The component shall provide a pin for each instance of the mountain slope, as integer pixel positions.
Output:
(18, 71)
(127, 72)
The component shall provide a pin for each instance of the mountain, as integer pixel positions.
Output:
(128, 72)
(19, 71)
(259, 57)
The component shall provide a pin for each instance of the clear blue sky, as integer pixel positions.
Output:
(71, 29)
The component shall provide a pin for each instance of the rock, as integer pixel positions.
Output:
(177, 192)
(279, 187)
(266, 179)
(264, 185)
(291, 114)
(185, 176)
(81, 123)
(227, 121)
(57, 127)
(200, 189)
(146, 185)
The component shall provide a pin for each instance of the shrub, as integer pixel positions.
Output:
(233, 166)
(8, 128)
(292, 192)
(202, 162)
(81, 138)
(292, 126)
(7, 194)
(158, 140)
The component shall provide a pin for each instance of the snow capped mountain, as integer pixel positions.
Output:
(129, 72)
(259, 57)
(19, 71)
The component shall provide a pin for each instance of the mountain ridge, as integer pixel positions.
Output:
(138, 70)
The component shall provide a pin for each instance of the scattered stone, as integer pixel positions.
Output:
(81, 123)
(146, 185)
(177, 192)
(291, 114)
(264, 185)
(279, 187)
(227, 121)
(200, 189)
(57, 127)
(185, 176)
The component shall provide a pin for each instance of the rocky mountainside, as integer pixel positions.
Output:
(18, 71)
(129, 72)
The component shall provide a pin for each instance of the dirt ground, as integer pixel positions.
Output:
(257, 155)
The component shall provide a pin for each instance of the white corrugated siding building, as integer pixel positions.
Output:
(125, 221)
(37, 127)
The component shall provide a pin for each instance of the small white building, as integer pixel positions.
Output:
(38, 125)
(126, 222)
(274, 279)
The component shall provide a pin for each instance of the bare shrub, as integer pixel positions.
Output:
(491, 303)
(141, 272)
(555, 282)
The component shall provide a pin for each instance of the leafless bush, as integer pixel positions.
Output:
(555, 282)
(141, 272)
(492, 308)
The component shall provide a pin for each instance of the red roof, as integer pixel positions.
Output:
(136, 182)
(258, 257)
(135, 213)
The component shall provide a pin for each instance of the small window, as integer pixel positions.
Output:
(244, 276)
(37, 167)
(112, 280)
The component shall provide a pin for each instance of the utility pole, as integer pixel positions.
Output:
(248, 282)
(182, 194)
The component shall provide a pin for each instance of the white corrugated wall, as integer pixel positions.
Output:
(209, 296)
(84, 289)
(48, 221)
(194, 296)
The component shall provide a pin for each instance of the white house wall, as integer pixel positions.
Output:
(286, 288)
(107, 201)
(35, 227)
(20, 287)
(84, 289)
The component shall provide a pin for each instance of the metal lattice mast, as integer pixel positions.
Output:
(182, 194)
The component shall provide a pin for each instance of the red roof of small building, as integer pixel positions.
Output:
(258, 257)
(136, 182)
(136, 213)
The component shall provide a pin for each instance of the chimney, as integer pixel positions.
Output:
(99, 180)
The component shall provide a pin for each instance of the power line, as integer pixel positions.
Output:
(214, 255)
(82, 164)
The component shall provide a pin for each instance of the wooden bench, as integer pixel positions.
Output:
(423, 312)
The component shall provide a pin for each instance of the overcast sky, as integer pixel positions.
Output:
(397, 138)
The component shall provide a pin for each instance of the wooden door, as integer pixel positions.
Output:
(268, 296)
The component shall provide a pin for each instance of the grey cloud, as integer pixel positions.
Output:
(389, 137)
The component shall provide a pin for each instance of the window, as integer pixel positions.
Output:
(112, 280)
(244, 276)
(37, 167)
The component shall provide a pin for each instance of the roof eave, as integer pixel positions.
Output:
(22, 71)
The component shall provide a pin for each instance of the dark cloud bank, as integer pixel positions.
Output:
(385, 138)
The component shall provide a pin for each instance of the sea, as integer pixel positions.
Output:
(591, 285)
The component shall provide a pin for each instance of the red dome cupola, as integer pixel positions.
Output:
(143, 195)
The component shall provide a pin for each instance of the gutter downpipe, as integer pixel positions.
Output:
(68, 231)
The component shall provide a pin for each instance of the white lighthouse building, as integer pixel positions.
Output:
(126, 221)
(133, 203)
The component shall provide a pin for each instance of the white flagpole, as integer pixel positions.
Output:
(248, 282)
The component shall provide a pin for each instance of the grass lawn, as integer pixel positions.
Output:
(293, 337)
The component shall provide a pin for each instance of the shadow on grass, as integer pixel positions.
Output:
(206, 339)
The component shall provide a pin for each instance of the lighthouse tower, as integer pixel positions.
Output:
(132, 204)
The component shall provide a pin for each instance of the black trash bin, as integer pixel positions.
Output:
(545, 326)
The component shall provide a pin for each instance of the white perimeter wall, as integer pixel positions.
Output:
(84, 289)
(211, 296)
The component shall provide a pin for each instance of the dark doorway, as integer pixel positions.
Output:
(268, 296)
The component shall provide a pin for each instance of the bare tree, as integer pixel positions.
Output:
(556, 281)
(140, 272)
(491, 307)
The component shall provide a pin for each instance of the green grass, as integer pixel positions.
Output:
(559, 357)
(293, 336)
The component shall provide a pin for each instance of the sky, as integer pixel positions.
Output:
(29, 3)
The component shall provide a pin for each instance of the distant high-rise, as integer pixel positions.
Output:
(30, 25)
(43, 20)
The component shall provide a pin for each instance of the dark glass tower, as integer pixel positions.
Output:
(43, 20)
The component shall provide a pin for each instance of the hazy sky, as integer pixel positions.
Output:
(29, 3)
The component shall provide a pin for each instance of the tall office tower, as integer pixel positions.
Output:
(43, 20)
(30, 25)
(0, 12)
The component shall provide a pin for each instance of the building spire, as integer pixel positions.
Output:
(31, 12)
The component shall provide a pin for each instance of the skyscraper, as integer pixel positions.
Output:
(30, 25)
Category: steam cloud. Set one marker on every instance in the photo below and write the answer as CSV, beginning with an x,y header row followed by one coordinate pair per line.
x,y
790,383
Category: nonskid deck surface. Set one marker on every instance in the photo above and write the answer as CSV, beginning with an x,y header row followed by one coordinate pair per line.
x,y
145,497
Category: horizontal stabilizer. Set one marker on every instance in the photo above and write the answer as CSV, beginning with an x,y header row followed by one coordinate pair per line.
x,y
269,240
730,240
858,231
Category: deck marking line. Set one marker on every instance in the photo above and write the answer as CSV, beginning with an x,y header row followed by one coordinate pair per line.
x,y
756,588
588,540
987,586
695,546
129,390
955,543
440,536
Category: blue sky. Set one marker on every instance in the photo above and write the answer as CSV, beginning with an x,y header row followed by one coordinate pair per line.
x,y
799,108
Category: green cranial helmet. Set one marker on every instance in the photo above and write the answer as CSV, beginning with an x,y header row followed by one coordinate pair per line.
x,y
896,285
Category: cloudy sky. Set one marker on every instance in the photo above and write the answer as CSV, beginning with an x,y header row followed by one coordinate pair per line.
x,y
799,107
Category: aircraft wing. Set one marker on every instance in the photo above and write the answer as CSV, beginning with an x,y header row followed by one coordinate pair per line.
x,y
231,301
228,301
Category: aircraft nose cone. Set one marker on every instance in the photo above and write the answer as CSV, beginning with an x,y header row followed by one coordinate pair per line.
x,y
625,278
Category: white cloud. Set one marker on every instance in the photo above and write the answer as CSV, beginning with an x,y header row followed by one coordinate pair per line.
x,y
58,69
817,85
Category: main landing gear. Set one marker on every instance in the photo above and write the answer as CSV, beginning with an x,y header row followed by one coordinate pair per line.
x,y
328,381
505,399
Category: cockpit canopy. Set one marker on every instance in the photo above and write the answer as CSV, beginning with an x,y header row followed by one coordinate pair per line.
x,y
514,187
▬▬▬▬▬▬▬▬▬▬
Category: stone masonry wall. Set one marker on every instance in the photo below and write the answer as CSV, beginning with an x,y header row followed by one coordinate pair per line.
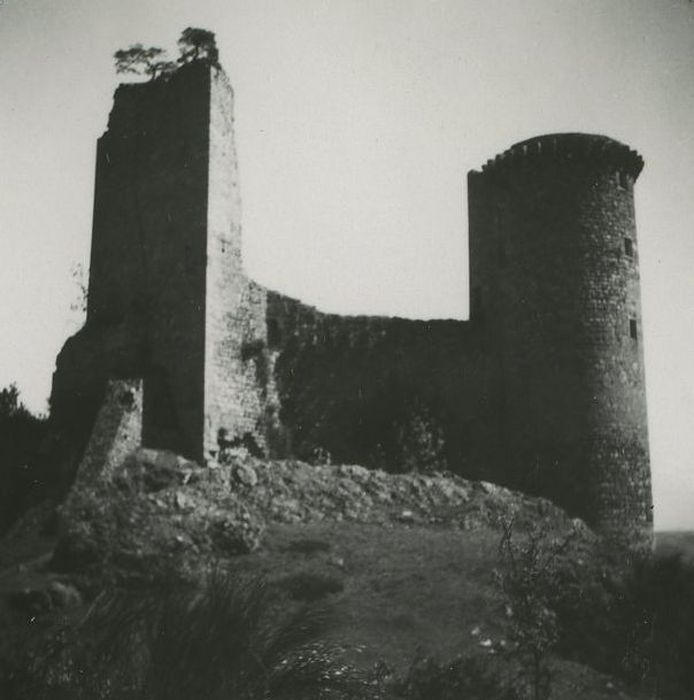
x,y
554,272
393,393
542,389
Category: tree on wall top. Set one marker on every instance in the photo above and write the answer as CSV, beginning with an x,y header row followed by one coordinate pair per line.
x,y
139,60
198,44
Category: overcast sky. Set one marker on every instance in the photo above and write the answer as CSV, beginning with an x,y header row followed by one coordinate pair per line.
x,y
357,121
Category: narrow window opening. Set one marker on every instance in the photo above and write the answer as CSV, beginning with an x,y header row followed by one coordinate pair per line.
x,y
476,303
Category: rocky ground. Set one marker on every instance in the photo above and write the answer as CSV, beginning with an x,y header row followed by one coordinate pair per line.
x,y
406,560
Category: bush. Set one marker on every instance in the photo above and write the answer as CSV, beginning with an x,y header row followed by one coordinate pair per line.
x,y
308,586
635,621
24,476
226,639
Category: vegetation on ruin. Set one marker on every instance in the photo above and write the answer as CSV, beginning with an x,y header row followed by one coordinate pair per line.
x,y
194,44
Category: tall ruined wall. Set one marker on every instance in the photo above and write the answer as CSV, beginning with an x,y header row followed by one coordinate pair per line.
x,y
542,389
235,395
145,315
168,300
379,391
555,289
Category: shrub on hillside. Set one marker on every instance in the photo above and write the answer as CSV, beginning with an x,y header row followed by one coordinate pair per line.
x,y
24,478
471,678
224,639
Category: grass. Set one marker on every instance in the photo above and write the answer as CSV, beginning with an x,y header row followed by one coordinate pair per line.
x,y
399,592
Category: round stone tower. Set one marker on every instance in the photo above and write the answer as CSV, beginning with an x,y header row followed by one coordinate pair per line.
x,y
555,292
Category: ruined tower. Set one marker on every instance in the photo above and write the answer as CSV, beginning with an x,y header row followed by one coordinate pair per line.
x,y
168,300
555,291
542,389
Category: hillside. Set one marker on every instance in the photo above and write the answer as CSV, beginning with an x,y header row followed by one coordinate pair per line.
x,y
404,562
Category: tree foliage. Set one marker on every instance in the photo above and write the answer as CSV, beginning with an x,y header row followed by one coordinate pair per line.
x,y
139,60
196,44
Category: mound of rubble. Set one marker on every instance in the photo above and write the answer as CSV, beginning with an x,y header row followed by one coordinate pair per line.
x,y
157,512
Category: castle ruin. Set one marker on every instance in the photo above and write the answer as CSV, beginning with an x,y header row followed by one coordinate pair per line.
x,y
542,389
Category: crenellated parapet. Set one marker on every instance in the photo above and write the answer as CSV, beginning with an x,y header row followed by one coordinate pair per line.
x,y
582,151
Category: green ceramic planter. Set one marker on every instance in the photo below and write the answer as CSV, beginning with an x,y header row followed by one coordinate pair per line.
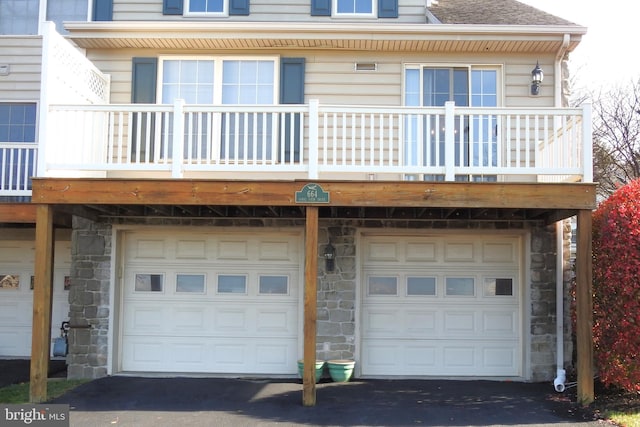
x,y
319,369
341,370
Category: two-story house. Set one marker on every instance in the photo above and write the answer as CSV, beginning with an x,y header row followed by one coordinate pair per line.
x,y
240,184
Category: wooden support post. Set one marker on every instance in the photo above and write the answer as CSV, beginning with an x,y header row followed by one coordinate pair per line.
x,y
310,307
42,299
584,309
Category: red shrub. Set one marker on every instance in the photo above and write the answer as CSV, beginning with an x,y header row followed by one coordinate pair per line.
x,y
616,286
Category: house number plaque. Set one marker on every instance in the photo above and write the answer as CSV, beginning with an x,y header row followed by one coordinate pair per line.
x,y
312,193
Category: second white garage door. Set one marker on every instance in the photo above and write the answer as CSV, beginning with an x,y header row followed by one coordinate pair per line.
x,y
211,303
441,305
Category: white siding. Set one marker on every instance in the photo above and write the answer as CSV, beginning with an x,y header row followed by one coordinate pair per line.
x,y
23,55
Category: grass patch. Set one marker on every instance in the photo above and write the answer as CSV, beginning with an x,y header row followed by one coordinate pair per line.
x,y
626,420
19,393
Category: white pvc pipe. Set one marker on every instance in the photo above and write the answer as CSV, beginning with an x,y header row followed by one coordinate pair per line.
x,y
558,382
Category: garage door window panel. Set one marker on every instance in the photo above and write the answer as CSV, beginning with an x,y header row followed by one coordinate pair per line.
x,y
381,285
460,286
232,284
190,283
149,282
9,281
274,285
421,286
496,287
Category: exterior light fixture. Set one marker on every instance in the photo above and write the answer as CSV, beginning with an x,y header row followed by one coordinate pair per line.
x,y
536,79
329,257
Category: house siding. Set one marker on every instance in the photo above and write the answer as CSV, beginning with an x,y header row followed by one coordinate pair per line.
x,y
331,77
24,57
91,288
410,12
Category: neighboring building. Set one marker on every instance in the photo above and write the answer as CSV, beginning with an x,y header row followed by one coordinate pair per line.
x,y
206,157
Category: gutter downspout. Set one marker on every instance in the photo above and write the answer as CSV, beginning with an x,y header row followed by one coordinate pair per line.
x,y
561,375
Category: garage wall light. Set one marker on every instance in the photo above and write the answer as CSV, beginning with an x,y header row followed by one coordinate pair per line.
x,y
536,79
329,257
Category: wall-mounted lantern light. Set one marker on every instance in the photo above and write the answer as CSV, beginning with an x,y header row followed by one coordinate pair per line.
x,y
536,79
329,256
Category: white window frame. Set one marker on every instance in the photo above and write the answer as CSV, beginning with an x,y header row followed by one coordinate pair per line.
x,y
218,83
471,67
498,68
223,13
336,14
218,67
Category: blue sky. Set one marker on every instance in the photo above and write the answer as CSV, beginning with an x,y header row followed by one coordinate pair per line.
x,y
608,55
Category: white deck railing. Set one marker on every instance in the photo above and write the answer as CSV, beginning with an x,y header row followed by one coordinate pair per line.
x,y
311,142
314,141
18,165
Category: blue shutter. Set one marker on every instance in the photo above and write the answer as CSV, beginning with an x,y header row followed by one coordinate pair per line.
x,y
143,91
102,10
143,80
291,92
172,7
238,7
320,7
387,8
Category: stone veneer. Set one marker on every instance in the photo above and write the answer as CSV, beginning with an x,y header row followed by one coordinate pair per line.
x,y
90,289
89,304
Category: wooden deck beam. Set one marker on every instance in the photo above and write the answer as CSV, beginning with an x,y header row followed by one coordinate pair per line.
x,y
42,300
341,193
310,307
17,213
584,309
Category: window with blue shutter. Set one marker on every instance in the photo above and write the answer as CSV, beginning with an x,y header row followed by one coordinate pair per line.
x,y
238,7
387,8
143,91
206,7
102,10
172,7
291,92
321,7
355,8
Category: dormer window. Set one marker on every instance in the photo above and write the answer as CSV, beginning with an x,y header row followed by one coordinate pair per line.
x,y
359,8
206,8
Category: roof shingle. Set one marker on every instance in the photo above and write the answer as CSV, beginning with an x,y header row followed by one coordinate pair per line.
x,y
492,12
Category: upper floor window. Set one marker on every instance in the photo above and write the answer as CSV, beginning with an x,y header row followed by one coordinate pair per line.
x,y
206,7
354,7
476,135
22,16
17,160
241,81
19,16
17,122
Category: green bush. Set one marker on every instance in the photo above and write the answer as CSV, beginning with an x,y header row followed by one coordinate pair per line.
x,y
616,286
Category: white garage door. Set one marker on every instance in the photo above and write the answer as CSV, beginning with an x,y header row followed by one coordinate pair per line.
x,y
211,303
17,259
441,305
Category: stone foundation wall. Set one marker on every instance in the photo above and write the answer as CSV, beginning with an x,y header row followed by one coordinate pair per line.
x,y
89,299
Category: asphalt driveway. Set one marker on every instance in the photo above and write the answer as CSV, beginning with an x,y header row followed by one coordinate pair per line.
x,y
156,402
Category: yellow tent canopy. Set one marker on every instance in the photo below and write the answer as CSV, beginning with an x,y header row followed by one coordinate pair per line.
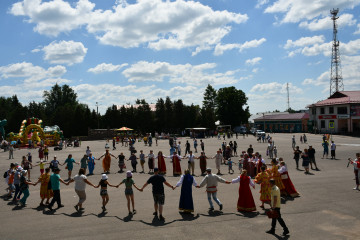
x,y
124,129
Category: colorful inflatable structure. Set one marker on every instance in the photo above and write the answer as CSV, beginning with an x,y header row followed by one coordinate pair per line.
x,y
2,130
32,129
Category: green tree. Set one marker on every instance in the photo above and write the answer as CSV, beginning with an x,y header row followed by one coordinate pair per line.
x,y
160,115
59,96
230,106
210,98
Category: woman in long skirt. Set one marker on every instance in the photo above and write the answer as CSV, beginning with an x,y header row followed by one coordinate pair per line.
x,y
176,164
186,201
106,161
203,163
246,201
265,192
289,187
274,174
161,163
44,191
▬▬▬▬▬▬▬▬▬▬
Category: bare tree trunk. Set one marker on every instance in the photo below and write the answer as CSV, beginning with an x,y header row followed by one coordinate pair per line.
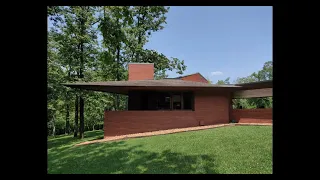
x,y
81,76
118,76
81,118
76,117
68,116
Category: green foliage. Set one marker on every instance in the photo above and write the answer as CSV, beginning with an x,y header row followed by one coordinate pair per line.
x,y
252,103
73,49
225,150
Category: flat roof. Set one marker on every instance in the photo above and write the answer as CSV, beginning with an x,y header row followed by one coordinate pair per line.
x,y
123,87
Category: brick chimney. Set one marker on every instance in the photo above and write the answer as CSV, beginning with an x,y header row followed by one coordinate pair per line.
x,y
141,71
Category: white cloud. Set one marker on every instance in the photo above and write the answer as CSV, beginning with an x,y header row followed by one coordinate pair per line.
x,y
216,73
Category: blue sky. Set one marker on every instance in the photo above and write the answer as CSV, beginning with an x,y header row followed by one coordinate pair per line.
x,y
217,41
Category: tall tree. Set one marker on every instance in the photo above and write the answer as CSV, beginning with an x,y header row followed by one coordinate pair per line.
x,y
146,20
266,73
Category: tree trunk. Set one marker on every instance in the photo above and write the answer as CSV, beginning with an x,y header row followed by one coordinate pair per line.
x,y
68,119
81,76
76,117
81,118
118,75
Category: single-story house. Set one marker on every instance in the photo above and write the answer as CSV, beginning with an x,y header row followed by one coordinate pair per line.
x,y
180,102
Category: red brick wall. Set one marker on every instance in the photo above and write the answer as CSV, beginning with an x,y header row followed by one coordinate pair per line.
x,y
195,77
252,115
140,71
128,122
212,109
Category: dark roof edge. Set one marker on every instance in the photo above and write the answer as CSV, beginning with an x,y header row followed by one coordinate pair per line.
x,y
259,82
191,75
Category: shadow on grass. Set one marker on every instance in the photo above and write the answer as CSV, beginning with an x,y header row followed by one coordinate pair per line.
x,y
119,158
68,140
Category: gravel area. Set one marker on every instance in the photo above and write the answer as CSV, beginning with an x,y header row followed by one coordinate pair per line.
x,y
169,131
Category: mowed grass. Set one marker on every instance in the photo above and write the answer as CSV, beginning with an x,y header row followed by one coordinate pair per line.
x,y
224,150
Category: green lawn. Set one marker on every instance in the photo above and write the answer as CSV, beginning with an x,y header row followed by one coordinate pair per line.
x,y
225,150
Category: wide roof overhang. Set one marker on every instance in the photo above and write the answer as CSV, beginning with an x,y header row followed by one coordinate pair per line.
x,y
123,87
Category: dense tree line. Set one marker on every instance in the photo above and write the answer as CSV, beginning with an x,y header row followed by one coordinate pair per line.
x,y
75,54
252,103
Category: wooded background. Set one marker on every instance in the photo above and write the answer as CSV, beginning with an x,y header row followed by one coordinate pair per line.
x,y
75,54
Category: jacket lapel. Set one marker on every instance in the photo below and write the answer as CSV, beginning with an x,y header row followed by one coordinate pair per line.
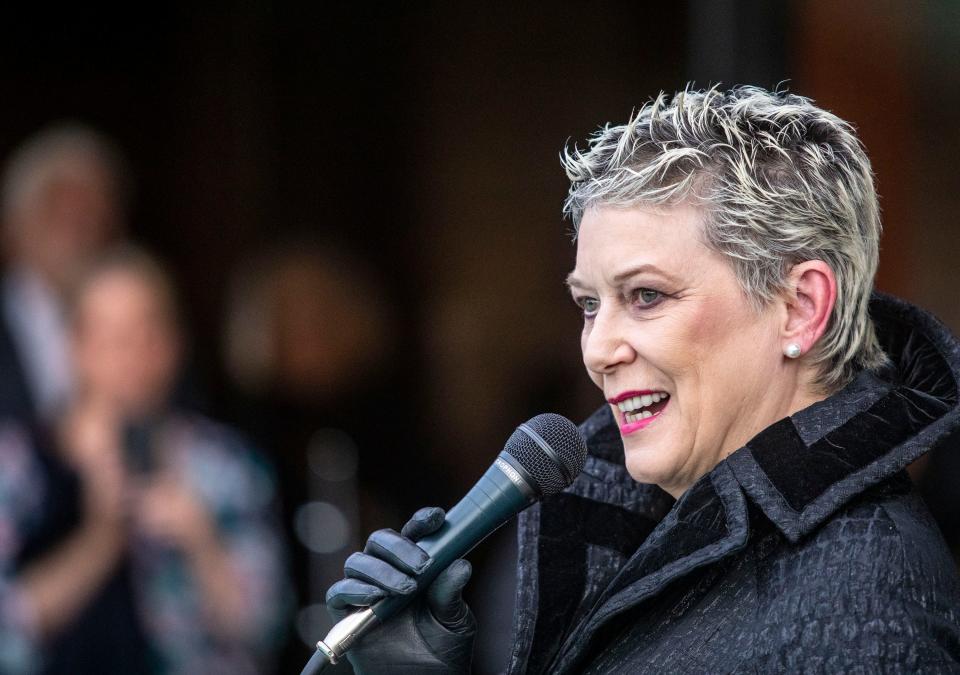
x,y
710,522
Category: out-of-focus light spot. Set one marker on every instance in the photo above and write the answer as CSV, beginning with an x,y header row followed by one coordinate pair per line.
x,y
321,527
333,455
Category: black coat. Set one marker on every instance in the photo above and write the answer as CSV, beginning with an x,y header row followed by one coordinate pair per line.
▬▬▬▬▬▬▬▬▬▬
== YOUR TASK ==
Identify each line of the material above that contains the string "rocky" and copy every such line in full.

== TASK OUTPUT ==
The component shall provide a pin for each instance of the rocky mountainside, as integer pixel positions.
Category: rocky ground. Set one marker on every instance in the photo above and write the answer as CSV, beginning with an x,y header row followed by one coordinate pair per line.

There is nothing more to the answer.